Exercise description: Can you repeat every one of the records below verbatim, without changing anything?

Extracted information:
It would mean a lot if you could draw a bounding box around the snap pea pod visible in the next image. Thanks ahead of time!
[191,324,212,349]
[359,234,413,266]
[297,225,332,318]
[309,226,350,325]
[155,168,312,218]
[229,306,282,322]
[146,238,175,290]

Output for this task:
It would mean a lot if you could draw a bounding box around the snap pea pod visible in the next image. Thanks ahead of time!
[191,324,212,349]
[359,234,413,266]
[297,225,332,318]
[309,226,350,325]
[155,168,312,218]
[229,306,282,322]
[146,238,175,290]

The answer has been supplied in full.